■ Work order 1: From the cannabis passage, list each action that Dr. Glendinning's quoted summary says the drug has, with what it does in that role.
■ Work order 2: According to the cannabis passage, how much of the resin did Dr. O'shaughnessy give, and how often?
■ Work order 3: Carry on the cannabis passage from its last sentence, keeping its style.

■ Reading text:
▼
The medicinal properties of cannabis, strictly so called, are well summed up by Dr. Glendinning, who employed this drug extensively. "It acts as a soporific or hypnotic in causing sleep; as an anodyne in lulling irritation; as an antispasmodic in checking cough and cramp; as a nervine stimulant in removing languor and anxiety, also in raising the pulse and enlivening the spirits, without any drawback or deduction of indirect or incidental inconvenience; conciliating tranquil repose without causing nausea, constipation, or other signs or effect of indigestion, with out headache or stupor." Notwithstanding these praises, it must be acknowledged that much has yet to be learned in regard to the physiological action of cannabis, though in all likelihood what more is learnt will be in its favor. As an anodyne it is decidedly inferior to opium. (In doses of 1/4 grain of the extract, three times a day, and continued for several days, we have seen C. Indica produce involuntary twitchings and jerkings of the lower extremities.)

Therapeutic Action. - Indian hemp is employed in medicine as an antispasmodic and anodyne in Traumatic Tetanus. Dr. O'shaugh-nessy, and the late Prof. Miller, of Edinburgh, gave it in cases of traumatic tetanus, and state that the beneficial effects which followed its use were very marked. They record several severe cases which were treated with the extract, and all of which were cured. Dr. O'shaughnessy administered as much as two to three grains of the resin, once, twice, or even thrice in the twenty-four hours.
▲
■ The data:
▼
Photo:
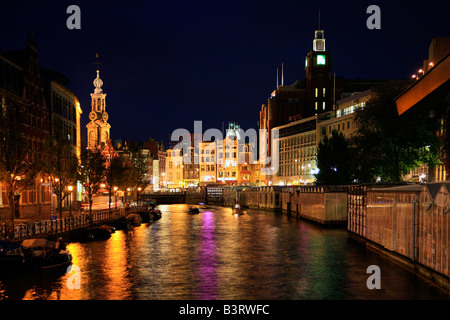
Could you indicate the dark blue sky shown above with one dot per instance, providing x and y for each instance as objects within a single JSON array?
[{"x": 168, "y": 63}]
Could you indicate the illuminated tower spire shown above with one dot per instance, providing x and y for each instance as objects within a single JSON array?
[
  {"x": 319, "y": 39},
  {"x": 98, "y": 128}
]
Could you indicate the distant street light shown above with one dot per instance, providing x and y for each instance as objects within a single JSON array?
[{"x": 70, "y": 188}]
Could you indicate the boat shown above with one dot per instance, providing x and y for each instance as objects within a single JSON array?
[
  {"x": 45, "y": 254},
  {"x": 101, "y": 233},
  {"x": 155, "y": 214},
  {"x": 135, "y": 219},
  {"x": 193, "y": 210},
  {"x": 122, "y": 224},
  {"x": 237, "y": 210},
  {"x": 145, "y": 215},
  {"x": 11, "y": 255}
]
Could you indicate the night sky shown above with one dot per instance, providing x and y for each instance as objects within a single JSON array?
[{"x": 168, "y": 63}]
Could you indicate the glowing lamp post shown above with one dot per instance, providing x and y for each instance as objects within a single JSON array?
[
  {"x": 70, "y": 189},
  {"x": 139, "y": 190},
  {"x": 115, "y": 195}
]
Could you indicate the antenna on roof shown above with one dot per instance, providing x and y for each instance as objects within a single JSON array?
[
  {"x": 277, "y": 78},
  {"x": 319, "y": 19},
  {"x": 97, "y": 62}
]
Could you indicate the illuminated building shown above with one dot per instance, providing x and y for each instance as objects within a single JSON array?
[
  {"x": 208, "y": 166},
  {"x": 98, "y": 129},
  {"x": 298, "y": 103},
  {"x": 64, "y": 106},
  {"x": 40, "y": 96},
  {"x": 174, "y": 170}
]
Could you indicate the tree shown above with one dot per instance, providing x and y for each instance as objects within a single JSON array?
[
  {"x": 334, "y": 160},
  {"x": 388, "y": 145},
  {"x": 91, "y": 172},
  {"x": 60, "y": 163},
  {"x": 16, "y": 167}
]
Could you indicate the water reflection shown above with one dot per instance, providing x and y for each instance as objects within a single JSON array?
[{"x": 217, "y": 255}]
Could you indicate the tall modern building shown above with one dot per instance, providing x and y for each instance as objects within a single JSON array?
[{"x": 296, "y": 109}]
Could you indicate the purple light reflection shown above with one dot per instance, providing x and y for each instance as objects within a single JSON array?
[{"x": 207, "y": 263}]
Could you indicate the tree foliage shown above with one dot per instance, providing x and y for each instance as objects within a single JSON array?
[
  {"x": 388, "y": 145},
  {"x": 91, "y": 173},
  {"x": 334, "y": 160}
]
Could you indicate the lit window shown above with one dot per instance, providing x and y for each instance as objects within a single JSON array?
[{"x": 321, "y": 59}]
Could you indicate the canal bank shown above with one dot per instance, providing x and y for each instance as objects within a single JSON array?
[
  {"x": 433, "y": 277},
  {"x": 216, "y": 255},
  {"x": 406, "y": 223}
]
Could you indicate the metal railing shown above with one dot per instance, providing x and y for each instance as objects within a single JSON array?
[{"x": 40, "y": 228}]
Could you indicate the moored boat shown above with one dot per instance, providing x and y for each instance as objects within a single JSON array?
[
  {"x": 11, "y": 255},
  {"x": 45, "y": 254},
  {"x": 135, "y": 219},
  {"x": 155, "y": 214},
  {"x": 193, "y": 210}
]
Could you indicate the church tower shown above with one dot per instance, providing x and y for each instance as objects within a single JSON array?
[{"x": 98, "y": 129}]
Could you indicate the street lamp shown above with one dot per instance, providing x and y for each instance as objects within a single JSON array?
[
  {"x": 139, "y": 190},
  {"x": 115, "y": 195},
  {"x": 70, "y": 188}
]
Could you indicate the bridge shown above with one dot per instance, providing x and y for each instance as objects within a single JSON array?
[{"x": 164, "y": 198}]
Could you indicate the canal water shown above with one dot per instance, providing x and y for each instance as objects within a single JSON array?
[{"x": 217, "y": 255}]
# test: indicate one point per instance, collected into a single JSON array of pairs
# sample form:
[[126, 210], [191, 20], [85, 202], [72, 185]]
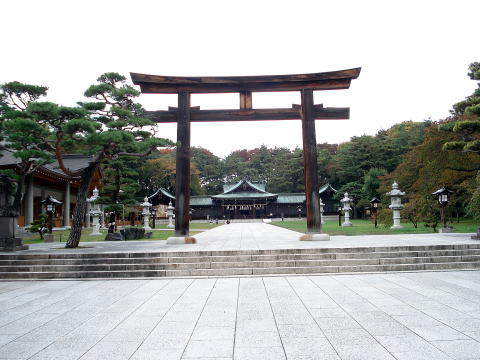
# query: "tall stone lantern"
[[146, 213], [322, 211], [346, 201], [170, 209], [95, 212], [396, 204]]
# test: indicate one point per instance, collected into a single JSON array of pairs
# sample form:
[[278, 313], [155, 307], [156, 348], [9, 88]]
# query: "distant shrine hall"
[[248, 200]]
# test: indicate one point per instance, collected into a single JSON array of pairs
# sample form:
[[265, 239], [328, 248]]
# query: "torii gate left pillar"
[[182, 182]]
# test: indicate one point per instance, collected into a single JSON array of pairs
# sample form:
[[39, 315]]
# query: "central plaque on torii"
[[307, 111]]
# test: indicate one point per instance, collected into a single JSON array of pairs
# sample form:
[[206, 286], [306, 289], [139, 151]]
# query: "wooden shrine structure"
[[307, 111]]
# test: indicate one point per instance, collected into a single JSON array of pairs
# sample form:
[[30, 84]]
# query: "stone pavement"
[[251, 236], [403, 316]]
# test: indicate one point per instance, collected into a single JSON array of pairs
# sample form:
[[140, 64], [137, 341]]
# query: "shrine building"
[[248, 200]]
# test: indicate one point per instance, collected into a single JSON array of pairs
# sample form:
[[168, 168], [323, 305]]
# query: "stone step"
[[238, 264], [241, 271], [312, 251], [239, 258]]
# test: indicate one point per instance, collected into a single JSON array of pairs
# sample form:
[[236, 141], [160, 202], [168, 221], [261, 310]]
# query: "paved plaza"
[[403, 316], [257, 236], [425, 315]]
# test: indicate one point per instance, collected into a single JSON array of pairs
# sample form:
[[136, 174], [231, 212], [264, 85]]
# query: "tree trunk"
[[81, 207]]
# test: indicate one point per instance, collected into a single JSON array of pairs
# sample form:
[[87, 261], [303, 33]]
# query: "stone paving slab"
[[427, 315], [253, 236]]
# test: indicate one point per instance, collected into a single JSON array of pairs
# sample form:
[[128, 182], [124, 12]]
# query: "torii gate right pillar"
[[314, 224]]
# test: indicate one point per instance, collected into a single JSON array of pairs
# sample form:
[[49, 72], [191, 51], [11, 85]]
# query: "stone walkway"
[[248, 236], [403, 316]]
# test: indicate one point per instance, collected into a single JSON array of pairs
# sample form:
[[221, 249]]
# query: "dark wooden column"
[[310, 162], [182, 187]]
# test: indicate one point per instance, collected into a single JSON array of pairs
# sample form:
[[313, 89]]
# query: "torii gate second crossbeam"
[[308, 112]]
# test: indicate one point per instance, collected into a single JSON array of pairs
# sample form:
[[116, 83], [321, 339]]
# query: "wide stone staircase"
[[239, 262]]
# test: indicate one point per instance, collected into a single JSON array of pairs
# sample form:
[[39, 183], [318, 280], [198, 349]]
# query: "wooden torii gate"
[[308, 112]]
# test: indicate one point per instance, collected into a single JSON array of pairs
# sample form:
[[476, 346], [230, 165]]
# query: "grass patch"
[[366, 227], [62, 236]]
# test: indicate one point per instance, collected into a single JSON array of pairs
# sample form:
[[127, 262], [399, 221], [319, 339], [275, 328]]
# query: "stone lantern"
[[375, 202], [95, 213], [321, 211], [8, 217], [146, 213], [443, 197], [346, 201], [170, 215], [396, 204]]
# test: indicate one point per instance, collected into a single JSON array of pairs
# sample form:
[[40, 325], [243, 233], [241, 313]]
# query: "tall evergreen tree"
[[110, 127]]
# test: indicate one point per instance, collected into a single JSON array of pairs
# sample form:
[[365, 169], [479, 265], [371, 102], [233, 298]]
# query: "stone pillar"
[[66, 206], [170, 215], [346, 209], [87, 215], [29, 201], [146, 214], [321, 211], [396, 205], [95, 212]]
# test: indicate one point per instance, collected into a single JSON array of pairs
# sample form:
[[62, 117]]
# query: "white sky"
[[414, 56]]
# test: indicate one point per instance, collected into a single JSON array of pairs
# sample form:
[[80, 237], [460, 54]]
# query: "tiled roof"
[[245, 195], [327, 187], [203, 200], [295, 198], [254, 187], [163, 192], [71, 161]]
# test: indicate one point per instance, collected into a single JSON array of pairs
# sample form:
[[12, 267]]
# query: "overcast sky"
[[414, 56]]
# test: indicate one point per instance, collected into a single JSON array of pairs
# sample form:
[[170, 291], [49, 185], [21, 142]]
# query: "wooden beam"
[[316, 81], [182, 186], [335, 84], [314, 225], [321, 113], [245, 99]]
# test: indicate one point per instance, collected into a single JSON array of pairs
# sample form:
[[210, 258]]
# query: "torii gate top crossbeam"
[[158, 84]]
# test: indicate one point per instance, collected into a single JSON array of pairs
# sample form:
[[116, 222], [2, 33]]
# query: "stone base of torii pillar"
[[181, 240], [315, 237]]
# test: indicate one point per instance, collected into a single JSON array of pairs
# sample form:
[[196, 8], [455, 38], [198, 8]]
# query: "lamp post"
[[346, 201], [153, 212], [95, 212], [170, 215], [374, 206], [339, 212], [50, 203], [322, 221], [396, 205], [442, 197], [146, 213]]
▲
▼
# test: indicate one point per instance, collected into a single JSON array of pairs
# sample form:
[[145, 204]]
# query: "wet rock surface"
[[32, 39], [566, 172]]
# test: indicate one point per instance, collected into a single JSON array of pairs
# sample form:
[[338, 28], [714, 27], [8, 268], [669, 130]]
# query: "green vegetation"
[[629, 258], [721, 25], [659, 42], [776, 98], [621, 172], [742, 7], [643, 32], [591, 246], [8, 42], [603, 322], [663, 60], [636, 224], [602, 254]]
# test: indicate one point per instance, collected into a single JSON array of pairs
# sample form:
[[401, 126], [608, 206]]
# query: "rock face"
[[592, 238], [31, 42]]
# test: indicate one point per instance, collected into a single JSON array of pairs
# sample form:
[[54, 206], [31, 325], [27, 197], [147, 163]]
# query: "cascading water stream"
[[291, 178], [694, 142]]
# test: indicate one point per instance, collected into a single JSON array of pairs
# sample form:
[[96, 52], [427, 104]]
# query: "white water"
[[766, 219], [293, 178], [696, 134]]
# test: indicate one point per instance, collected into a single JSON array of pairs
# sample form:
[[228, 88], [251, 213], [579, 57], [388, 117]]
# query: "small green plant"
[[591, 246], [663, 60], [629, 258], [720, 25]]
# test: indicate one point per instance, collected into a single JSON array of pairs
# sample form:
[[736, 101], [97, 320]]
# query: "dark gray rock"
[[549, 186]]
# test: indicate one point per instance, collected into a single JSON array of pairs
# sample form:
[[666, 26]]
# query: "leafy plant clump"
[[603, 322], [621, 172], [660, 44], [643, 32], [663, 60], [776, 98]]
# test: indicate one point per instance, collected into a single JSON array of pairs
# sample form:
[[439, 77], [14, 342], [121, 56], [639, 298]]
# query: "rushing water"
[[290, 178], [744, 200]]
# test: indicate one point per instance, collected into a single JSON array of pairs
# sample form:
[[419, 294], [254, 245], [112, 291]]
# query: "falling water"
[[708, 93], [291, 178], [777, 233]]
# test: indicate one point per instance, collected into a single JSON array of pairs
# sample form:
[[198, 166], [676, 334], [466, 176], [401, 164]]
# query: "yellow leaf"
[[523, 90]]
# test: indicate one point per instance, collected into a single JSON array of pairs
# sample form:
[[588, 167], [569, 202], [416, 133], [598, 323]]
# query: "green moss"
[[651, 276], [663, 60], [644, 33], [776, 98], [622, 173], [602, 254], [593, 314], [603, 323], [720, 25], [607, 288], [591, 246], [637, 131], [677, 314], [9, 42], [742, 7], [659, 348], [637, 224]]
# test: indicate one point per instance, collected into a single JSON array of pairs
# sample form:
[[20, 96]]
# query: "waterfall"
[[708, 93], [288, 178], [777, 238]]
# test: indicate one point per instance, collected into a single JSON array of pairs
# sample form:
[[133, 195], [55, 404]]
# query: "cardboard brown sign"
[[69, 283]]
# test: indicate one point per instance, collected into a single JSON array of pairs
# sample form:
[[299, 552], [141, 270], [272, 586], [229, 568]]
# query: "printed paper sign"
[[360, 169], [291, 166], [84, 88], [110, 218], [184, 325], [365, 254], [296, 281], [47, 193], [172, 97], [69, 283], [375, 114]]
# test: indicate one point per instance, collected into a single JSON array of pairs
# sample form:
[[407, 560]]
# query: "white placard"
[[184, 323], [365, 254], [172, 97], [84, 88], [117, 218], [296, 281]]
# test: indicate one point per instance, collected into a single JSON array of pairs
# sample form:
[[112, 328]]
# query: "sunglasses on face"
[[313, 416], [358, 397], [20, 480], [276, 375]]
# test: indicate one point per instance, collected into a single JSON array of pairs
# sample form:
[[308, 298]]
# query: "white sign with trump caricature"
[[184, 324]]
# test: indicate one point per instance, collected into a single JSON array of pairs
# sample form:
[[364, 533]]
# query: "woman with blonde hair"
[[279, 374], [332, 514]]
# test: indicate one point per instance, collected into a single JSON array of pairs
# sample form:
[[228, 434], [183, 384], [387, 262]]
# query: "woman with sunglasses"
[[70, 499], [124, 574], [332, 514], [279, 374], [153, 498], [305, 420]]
▲
■ Exercise answer 1:
- Soporific or hypnotic: causing sleep
- Anodyne: lulling irritation
- Antispasmodic: checking cough and cramp
- Nervine stimulant: removing languor and anxiety, also raising the pulse and enlivening the spirits

■ Exercise answer 2: Two to three grains of the resin, once, twice, or even thrice in the twenty-four hours.

■ Exercise answer 3:
Uterine Haemorrhage, such as occurs at the period of the cessation of the menses, is often moderately arrested or abated by the use of cannabis. Dr. Churchill, of Dublin, gave for this purpose five to fifteen or twenty drops of the tincture three times in the day, and with excellent results.

Uterine contraction during labor. - Dr. Alexander Christison claims for Cannabis Indica a power of promoting contraction equal to that which is possessed by ergot. He states that the effects are perceived more quickly than those of ergot, and that they are more energetic but of shorter duration. He adds that these effects are far from certain to be experienced. The observations of Christison have not been confirmed by other authorities.

Gonorrhoea. - Cannabis Indica has been recommended in gonorrhoea, and there can be no doubt that the employment of it causes a diminution of the discharge, and relieves the violent burning pain in the urethra which comes on during and after micturition. (In gonorrhoea we have had considerable and very favorable experience with a tincture made from fresh native hemp. (C. sativa, var. Americana.) It should be given in doses of a few drops three or four times a day, but should not be given until the more acute symptoms have commenced to subside. It is fully as effectual as copaiva or sandal, and is infinitely pleasanter to take. It is referred to by Schoepf as being in use in this country for this purpose prior to 1787. It is omitted by Thacher, Bigelow, and Barton, but is noticed by Rafinesque.)

Neuralgia, and Neuralgic Headache more particularly, has been palliated and even cured by one-quarter to one-half grain doses of the extract, given two or three times a day. Cannabis also relieves dysuria, accompanied by bloody urine.

Chorea and Delirium Tremens are likewise said to have yielded to it; in the latter, if hypnotics must be employed at all, Indian hemp is one of the least dangerous and most useful. Half to one grain of the extract should be given as a dose.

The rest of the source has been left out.